Problem description> From the forum thread about the worst TV shows, extract everything from "How can you" down to "tried watching them.", word for word.

Selected text>
- - -

Only way is essex. My mrs loves it, i think its possibly the worst thing ever. That or loose women...


----------



## freddielong (Oct 10, 2016)

There are channels that appear to be devoted to terrible tv like towie but I must admit when I saw the title x factor was the first thing that came to mind,  horrible show filled with horrible people.


----------



## davemc1 (Oct 10, 2016)

Super Sunday when the ev are playing :rofl:


----------



## User62651 (Oct 10, 2016)

You've nailed it, X Factor really is about the worst thing on and has become torturous to watch BUT the kids like it so I guess take it for what it is - early Saturday evening family viewing which has always been tosh.
As long as I get my weekly dose of 'Building Alaska' I'm happy.


----------



## Doon frae Troon (Oct 10, 2016)

On the basis that you have to watch it to rate it I would say probably Question Time [atm]


----------



## Lincoln Quaker (Oct 10, 2016)

Mrs Brown's boys.

Truly awful!


----------



## Dando (Oct 10, 2016)

mrs Dando watches Towie, the Housewives of ...., Kartrashians and all that old *****!
luckily she records and watches on the sky box in the bedroom!


----------



## Deleted member 18588 (Oct 10, 2016)

How can you pick just one?

Strictly Come Dancing, Great British Bake Off, X Factor, Britain's Got (No)Talent, any staged reality etc; anything with Clarkson the soaps.

I appreciate that many of these are very popular but to me and Mrs MM they are a complete turn off, and yes we have tried watching them.

The broadcasters' dilemna, producing programmes for all tastes


----------



## Pathetic Shark (Oct 10, 2016)

Any reality show but especially those on MTV - Geordie Shore or whatever its called.  Mrs Shark loves it.  She must be the only one.   And that other one featuring a bunch of old hags with a ton of money in Beverly Hills.      First against the wall when the revolution comes.


----------



## louise_a (Oct 10, 2016)

I have never watched reality stuff like TOWIE so cannot comment on how bad they are, they are just not the sort of program I enjoy.
Regarding programs I have seen, albeit only a few minutes, Mrs Browns Boys probably tops the list, X Factor is another as it drags on week after week, a lot of it is probably set up and it doesn't do anything to promote real music, just promotes acts that Cowell signs up and makes a fortune out of, before dropping them when people realize they are not as good as the hype of the program suggests.


----------



## Imurg (Oct 10, 2016)

There is not enough server space in the universe to cope with the number of TV shows I would put on my list


----------



## Alex1975 (Oct 10, 2016)

Lord Tyrion said:



			On Saturday we were round at a friends house and they asked if we wouldn't mind if they put X-Factor on. We don't watch X-Factor, not my thing, I have only ever seen a few minutes here and then whilst waiting for another programme to start. I was staggered by how bad, how truly awful it was. From the judges to the majority of the contestants. It was really dire tv. I'd previously caught 5 minutes of Citizen Khan before the news started and thought that was the worst thing I had seen before but X-Factor beat even that.

What show do other people see as they worst they have seen?
		
Click to expand...


Why did they want to watch TV when they had friends over?

- - -

Dataset>
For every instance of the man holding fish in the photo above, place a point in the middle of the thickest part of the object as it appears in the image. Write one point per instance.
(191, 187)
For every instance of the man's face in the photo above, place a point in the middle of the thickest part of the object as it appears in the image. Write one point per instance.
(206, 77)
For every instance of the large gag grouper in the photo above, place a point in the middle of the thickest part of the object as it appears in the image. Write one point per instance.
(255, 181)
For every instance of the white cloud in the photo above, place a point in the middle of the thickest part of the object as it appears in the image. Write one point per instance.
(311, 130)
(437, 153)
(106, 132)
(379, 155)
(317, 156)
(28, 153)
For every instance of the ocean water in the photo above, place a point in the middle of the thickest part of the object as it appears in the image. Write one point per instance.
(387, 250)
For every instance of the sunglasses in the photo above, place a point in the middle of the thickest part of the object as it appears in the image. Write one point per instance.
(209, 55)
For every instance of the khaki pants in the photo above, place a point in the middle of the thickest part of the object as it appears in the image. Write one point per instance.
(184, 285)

- - -

Task solution>
How can you pick just one?

Strictly Come Dancing, Great British Bake Off, X Factor, Britain's Got (No)Talent, any staged reality etc; anything with Clarkson the soaps.

I appreciate that many of these are very popular but to me and Mrs MM they are a complete turn off, and yes we have tried watching them.